| Texto de la página |
Escribir, como en el sueño de Coleridge, es una lectura perfecta porque el escritor es un lector para quien el texto no se constituye como un fantasma ajeno sino que es la misma prolongación de su propio fantasma.

AUNQUE, A PESAR DE TODO…
Además de señalar las semejanzas entre el lector y el escritor, Marcel Proust decía también otra cosa. Decía que entre escribir una novela y vivirla no había gran diferencia. Se ha dicho muchas veces que escribir es crear mundos. Frente a la realidad que se nos presenta como un límite infranqueable en tanto que la misma no puede ser deshecha ni anulada, la escritura se presenta en cambio como un arma de libertad y poder. En mi escritura yo puedo ser Emperatriz de la China, prisionera de los marcianos, Cleopatra o una mariposa. En la hoja blanca, hago lo que quiero. Mediante la literatura soy libre hasta de crear mis propias cárceles.
Cuando uno escribe crea mundos con todos los objetos que los componen, con sus leyes propias, con una particular manera de ser de las cosas. La tapa del libro es la puerta que da acceso a cada uno de estos mundos. Esa puerta será traspasada tanto por el escritor como por el lector solo que, con la lectura, elijo entrar en el mundo propuesto. Con la escritura, soy yo misma la que invento el mundo y lo propongo.

| Registros extraídos |
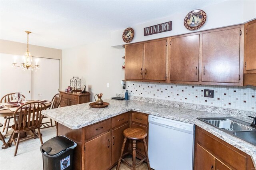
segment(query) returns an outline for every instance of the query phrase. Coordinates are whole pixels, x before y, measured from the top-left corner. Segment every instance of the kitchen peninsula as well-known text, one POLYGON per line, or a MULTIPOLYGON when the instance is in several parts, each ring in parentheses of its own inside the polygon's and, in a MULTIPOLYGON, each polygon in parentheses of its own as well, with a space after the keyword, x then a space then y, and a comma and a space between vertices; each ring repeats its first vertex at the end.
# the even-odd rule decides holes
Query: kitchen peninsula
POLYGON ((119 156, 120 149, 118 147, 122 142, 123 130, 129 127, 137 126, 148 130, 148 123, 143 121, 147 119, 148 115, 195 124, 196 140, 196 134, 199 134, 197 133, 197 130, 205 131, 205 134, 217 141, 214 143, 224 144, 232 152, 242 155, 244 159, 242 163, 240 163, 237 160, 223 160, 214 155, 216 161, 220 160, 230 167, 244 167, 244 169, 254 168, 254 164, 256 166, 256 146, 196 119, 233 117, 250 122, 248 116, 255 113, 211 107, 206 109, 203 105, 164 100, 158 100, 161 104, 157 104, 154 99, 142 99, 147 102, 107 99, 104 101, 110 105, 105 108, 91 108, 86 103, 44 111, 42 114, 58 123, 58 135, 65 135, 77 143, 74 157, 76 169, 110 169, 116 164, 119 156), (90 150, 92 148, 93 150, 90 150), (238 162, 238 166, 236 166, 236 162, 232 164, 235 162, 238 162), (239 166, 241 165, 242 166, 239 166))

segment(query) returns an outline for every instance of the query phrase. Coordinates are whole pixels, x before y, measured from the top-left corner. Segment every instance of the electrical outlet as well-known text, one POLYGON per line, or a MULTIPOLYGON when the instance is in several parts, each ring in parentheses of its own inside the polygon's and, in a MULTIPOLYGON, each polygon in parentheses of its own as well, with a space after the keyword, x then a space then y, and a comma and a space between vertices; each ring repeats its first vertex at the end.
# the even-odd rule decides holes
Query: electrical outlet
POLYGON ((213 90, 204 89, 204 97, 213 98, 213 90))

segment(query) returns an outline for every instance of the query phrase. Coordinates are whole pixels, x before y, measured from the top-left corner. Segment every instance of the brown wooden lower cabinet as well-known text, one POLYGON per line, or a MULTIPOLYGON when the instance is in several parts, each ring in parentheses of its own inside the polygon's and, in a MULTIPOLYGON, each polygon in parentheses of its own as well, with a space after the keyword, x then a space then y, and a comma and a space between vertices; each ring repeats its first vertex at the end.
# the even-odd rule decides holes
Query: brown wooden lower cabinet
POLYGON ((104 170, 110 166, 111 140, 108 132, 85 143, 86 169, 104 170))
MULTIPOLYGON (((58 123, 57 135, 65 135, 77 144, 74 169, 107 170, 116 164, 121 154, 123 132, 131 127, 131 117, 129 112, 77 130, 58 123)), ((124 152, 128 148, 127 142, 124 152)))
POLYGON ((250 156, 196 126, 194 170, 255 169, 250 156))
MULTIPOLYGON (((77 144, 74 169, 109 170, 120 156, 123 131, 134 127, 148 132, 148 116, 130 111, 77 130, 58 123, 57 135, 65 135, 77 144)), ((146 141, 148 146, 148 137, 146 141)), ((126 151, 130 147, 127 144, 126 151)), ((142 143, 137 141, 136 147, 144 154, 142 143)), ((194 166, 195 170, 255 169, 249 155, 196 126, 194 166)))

---

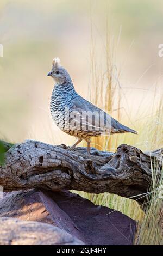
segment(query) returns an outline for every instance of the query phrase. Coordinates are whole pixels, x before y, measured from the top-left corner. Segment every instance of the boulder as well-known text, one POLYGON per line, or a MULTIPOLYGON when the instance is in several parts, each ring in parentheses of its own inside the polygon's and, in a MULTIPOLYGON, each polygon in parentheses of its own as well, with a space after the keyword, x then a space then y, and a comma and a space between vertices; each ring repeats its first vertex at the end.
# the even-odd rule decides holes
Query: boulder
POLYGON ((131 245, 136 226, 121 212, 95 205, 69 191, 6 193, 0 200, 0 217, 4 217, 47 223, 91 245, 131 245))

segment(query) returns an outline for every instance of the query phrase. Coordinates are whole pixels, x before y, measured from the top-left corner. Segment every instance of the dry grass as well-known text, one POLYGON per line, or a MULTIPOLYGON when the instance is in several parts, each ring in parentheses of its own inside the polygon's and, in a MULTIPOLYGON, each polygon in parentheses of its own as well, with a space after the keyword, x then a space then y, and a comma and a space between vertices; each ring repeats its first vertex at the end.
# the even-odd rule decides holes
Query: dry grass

---

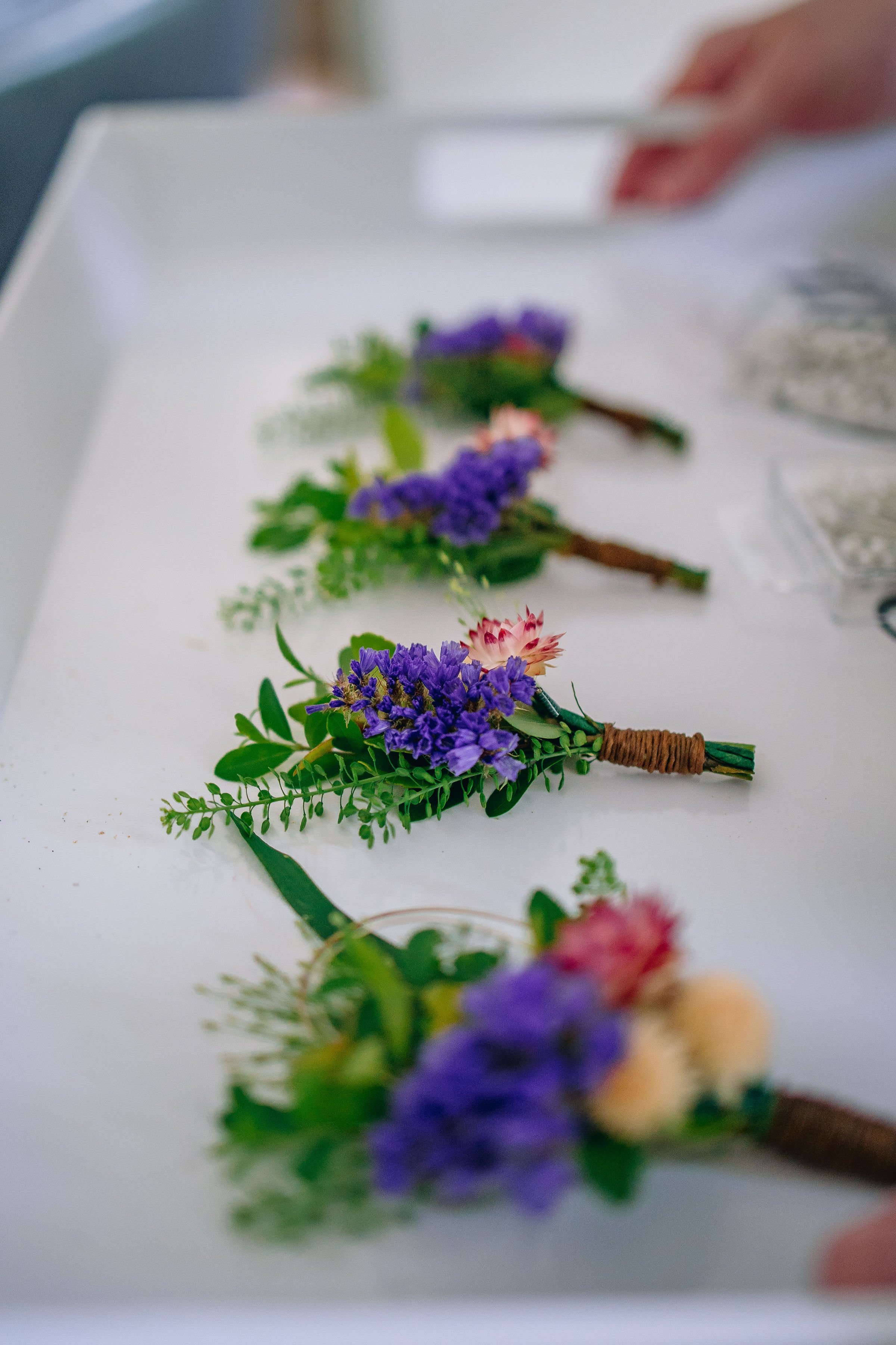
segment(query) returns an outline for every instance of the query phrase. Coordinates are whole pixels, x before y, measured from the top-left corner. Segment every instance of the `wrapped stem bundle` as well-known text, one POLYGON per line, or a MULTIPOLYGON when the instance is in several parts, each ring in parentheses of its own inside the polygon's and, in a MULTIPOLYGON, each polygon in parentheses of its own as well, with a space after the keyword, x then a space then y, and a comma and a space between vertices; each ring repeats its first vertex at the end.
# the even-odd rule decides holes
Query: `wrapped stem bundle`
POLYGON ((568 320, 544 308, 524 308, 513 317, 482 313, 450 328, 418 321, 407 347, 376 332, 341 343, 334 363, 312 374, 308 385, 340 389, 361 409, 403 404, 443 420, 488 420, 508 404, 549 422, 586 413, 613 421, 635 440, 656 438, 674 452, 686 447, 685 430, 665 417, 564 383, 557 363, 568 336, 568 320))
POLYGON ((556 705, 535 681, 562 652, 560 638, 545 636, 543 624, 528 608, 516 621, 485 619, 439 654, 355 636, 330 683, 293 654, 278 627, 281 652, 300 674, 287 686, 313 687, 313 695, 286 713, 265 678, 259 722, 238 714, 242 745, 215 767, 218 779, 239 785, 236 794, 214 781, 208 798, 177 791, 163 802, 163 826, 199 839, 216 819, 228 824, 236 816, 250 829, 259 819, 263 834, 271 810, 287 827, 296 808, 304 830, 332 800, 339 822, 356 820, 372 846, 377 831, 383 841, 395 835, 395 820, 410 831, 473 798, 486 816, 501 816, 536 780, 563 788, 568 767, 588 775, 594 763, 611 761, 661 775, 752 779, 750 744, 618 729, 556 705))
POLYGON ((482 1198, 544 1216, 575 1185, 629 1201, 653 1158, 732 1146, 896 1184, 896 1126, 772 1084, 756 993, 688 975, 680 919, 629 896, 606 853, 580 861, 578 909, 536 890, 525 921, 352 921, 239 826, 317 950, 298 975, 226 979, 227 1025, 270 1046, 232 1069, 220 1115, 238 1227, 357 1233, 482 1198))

| Consigna 1 |
¿Puedes repetir, tal cual aparece en el texto sobre la escritura y la lectura, todo lo que va desde "Cuando uno escribe" hasta "y lo propongo."?
| Consigna 2 |
Responde estas preguntas sobre el texto sobre la escritura y la lectura:
(a) ¿Con el sueño de quién se compara el acto de escribir?
(b) Según Proust, ¿entre qué dos cosas no había gran diferencia?
(c) ¿Qué es la tapa del libro?
| Consigna 3 |
¿Puedes retomar el texto sobre la escritura y la lectura y seguirlo a partir de su última oración?

| Respuesta 1 |
Cuando uno escribe crea mundos con todos los objetos que los componen, con sus leyes propias, con una particular manera de ser de las cosas. La tapa del libro es la puerta que da acceso a cada uno de estos mundos. Esa puerta será traspasada tanto por el escritor como por el lector solo que, con la lectura, elijo entrar en el mundo propuesto. Con la escritura, soy yo misma la que invento el mundo y lo propongo.

| Respuesta 2 |
(a) Con el sueño de Coleridge.
(b) Entre escribir una novela y vivirla.
(c) La puerta que da acceso a cada uno de los mundos que crea quien escribe.

| Respuesta 3 |
Truman Capote cuenta, en su prefacio para Música de Camaleones, que descubrió la escritura cuando era niño: “Yo escribía historias de aventuras, novelas policiales, escenas cómicas, cuentos que me habían narrado ex esclavos y veteranos de la Guerra Civil. Me divertía muchísimo al principio. Dejé de divertirme cuando descubrí la diferencia entre escribir bien y escribir mal”, dice Capote. Pero yo no creo que haya literatura bien o mal escrita. Al menos, en cuanto al nivel gramatical se refiere. Es más, creo que la literatura surge casi siempre de esos bordes donde no hay aun parámetros, donde es el escritor el único que inventa y reina, aun incluso sobre la propia gramática.
No creo que haya literatura bien o mal escrita, pero sí creo que hay literatura donde, al leerla, nos enfrentamos con una escritura vivida (o con vida escrita, que a la larga viene a ser la misma cosa) y otros casos donde sólo nos encontramos únicamente con cadáveres textuales, aunque estos sean más o menos bonitos.